» DOCUMENT EXTRACT
-*-*-

(Friday, Feb. 13, 2004 -- CropChoice news) -- Associated Press, 02/12/04: MEXICO CITY- Mexico has become the first country to agree to loose U.S.-backed standards for labeling genetically modified grains, Mexican activists said Wednesday, a move they say endangers native corn varieties and violates Mexican law.
Mexico signed a tripartite agreement with the United States and Canada in late October which allows corn shipments with as much as five percent genetically-modified organisms into this country with a label that say only it "may contain" GMOs.
By contrast, the latest European Union proposal would set a maximum of .3 to .7 percent of genetically-modified content for foods.
Moreover, under Mexico's agreement, GMO contamination of corn shipments that occurred "accidentally" would not trigger any labeling requirement. Any labeling required would only be seen by distributors, with no requirement that consumers be told about any GMO content.
"Many countries around the world have rejected this labeling standard," said Alejandro Calvillo, of Greenpeace Mexico. "Why has Mexico, the country where corn originated and therefore one that should be especially cautious, accepted it?"
"This is precisely the kind of weak standards that the big biotech companies have been pushing for," Calvillo told reporters.
Mexico's Agriculture Department and U.S. embassy officials were not available to comment on the alleged agreement, which has not been published or released, but which supposedly went into effect Oct. 29.

-*-*-

» INFORMATION SUPPLIED

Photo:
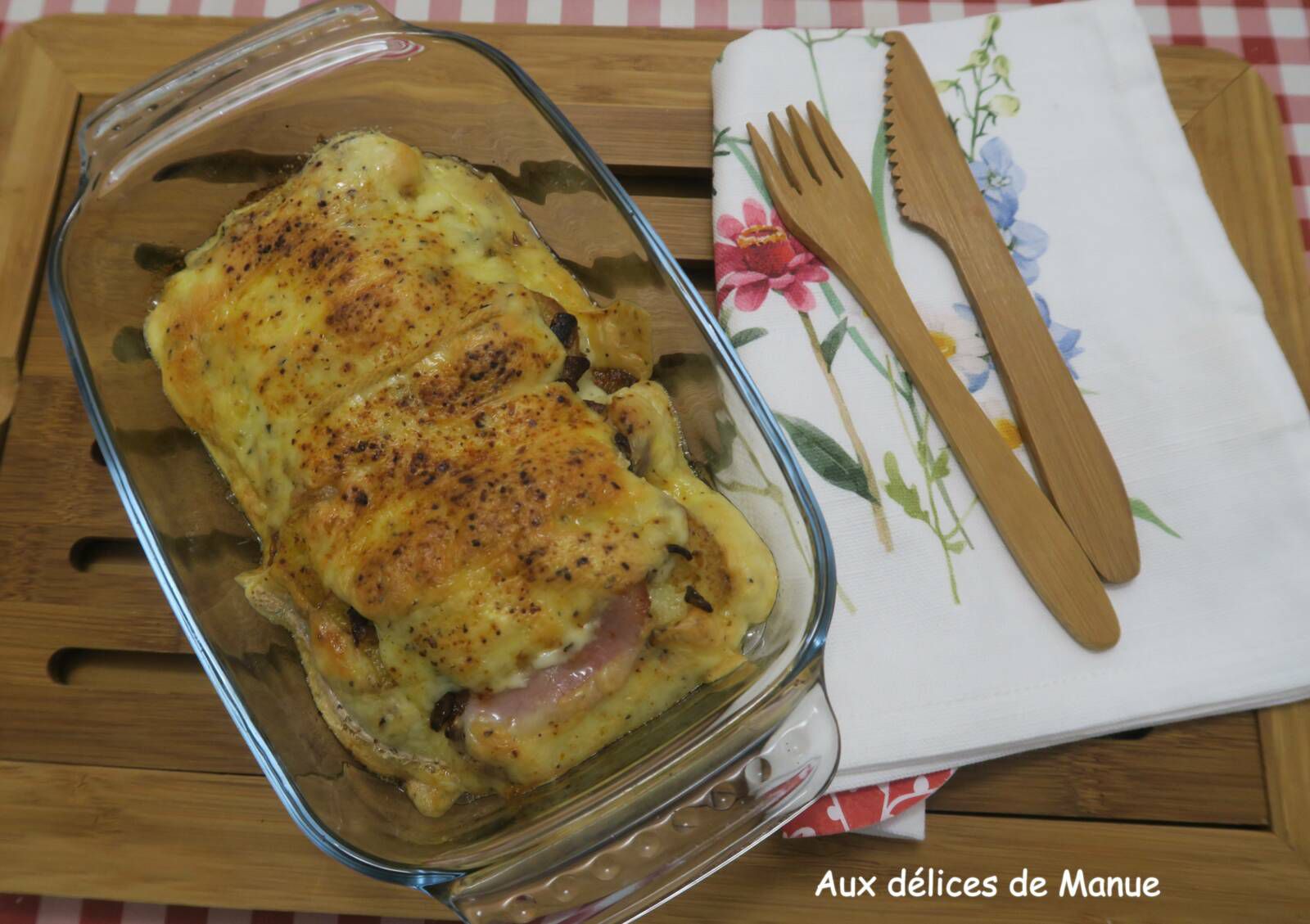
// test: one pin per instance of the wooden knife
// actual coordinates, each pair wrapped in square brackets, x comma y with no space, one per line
[936,192]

-*-*-

» TASKS AND EXERCISES
- 1) From the news item on Mexico's GMO corn labeling agreement, extract the passage starting with "Moreover, under Mexico's" and going on through "effect Oct. 29.".
- 2) In the news item on Mexico's GMO corn labeling agreement, how much genetically modified content may corn shipments contain under the tripartite agreement?
- 3) Carry on the news item about Mexico's GMO corn labeling agreement from its final sentence.

» RESPONSE LIST
- 1)
Moreover, under Mexico's agreement, GMO contamination of corn shipments that occurred "accidentally" would not trigger any labeling requirement. Any labeling required would only be seen by distributors, with no requirement that consumers be told about any GMO content.
"Many countries around the world have rejected this labeling standard," said Alejandro Calvillo, of Greenpeace Mexico. "Why has Mexico, the country where corn originated and therefore one that should be especially cautious, accepted it?"
"This is precisely the kind of weak standards that the big biotech companies have been pushing for," Calvillo told reporters.
Mexico's Agriculture Department and U.S. embassy officials were not available to comment on the alleged agreement, which has not been published or released, but which supposedly went into effect Oct. 29.

- 2) As much as five percent.

- 3)
The agreement was signed without the approval of Mexico's Senate, according to Gustavo Alanis of the Mexican Center for Environmental Law, who said the country's Constitution "requires these pacts to be approved by the Senate."
Mexican farmers and activists fear that imported GMO corn, normally imported as feed for cattle, is being planted as crops by some people in Mexico and could contaminate or displace native corn varieties.
Corn was first domesticated in Mexico some 4,000 to 5,000 years ago, and many of its ancestors plants and noncommercial varieties still survive here, providing a valuable gene pool.
U.S. officials say there is no evidence of such contamination, and that strict labeling standards are unnecessary.
Greenpeace activist Liza Covantes said Mexico signed the agreement in order to curry favor with the administration of U.S. President George W. Bush, and to sabotage ongoing multilateral talks on a stricter biosafety treaty.
She said the United States wants to sign as many bilateral GMO accords as possible before labeling standards are decided under the biosafety treaty adopted in Cartagena, Colombia in January 2000.
The agreement was also signed before the NAFTA Commission on Environmental Cooperation completed its report on possible contamination of native corn varieties by altered genes. A draft of that report is to be made public in March.
"This agreement was aimed at showing obedience to the Bush administration," Covantes said.